EXERCISE DATA:
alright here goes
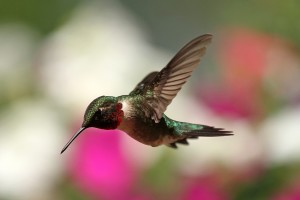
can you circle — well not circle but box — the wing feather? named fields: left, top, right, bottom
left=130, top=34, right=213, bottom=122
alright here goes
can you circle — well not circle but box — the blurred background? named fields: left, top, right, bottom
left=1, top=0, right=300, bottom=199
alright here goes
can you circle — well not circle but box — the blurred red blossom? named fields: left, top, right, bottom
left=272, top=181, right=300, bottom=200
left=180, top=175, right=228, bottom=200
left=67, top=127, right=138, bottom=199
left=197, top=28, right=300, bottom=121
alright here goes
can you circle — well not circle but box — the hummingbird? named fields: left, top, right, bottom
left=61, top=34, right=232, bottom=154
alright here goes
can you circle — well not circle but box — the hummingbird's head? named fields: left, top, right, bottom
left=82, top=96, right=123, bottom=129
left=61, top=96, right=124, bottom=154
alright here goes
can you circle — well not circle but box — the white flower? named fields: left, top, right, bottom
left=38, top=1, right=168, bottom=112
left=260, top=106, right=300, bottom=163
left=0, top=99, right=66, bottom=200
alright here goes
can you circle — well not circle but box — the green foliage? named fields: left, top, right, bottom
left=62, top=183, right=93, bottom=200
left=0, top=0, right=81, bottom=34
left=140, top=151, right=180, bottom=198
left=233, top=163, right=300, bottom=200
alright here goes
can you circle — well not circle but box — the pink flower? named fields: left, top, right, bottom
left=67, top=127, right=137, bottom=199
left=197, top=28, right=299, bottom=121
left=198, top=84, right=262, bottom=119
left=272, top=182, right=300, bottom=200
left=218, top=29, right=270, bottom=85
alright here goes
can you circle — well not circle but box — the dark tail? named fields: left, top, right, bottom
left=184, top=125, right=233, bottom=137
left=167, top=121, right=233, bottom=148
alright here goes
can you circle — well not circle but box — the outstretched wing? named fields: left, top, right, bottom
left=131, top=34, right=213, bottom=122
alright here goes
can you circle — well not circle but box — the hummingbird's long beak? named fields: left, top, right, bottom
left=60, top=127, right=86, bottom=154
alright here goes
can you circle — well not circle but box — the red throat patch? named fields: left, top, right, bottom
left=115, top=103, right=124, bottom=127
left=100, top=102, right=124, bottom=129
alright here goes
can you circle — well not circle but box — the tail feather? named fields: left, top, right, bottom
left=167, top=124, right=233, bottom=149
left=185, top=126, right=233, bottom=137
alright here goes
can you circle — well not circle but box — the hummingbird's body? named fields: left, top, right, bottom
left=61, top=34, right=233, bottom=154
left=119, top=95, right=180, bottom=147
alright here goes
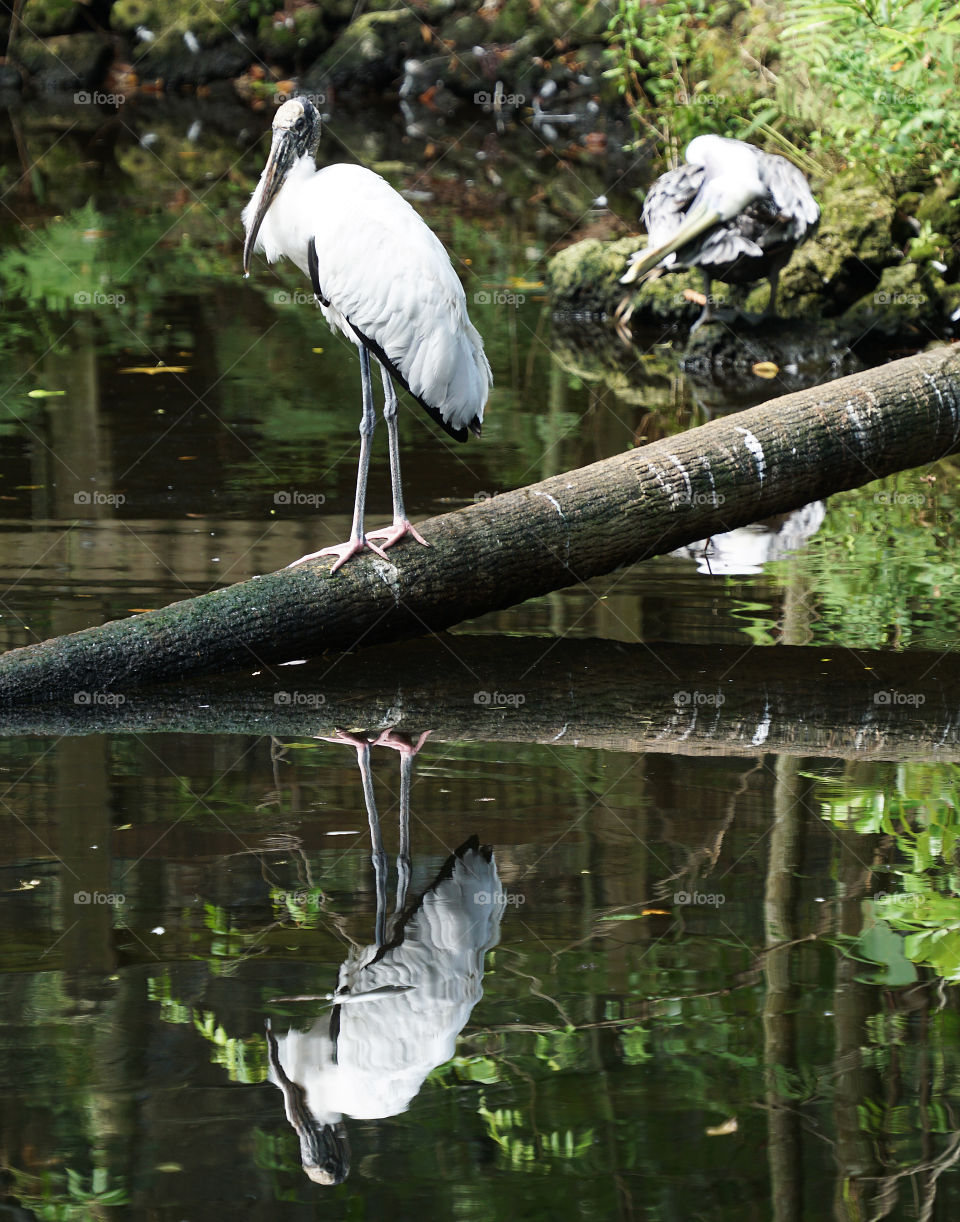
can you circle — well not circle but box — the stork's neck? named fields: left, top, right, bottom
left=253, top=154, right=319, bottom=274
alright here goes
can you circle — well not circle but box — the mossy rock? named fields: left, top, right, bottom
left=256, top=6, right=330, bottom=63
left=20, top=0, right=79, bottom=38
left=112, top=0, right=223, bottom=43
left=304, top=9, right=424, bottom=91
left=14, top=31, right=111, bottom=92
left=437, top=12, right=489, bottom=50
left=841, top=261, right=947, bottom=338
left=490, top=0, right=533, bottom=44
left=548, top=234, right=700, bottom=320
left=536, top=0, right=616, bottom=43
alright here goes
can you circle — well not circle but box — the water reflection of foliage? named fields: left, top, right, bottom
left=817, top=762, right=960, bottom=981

--

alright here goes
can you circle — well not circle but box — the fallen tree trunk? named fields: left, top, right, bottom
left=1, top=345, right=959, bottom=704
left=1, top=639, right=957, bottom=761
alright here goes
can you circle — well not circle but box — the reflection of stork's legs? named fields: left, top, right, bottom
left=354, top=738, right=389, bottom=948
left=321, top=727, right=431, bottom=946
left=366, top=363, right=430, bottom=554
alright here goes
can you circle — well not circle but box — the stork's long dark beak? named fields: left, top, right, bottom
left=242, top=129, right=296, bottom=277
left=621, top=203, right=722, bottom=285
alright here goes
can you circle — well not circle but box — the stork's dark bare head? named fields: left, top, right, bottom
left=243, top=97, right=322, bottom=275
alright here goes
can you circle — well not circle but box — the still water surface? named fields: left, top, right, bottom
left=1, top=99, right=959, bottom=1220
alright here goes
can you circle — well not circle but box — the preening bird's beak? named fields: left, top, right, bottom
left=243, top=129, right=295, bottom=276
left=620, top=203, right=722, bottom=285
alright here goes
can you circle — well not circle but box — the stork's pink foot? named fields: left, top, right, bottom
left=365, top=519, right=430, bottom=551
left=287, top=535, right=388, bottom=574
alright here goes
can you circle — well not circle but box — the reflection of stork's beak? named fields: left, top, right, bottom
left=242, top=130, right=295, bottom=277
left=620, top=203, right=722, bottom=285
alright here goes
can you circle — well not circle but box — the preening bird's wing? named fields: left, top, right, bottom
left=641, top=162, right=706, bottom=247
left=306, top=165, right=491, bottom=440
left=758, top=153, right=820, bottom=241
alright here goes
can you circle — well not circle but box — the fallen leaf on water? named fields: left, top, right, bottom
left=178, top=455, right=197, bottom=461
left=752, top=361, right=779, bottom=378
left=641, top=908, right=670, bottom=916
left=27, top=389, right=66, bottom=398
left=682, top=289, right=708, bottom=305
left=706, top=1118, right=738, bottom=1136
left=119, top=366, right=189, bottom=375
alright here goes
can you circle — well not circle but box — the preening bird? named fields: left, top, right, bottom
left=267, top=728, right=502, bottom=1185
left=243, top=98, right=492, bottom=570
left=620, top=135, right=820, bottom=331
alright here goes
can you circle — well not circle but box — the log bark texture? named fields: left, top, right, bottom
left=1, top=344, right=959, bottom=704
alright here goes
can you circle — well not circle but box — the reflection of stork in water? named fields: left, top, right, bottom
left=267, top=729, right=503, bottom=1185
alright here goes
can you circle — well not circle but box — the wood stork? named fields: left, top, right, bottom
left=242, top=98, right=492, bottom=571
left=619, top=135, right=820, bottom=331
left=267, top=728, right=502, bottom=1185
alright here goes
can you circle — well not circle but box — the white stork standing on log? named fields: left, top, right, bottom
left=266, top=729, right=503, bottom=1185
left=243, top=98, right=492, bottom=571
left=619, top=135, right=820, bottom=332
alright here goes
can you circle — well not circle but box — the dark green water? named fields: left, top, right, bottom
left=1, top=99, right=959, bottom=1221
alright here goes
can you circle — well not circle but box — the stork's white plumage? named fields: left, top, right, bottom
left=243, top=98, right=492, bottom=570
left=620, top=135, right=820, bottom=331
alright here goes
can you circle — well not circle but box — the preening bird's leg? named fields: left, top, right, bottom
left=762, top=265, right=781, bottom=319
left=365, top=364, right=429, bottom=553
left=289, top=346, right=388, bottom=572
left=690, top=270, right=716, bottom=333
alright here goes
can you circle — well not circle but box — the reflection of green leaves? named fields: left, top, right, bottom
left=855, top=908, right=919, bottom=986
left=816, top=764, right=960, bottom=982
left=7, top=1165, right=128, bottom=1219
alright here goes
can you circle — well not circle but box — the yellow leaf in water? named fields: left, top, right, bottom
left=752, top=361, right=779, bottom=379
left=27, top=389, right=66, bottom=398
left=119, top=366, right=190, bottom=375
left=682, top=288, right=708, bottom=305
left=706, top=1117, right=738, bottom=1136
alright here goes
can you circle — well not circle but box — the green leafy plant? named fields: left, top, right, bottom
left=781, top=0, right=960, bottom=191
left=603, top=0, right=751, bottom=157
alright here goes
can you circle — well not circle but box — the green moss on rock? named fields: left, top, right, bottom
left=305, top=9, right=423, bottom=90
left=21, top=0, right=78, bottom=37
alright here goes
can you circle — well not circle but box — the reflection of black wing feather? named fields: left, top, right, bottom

WORK INSTRUCTION: Set down exactly the lines of the data above, beginning with the line that has "plant? named fields: left, top, right, bottom" and ending with the line that has "reflection of black", and no others.

WRITTEN SOLUTION:
can you circle — well not circle but box — the green leafy plant? named fields: left, top, right, bottom
left=781, top=0, right=960, bottom=191
left=603, top=0, right=751, bottom=157
alright here goes
can you circle — well not circle but box — the green moss on rock? named fields: left, top, right, bottom
left=305, top=9, right=423, bottom=90
left=21, top=0, right=78, bottom=37
alright here goes
can you circle — well not circle but box — the reflection of black wing feather? named fields: left, top, right, bottom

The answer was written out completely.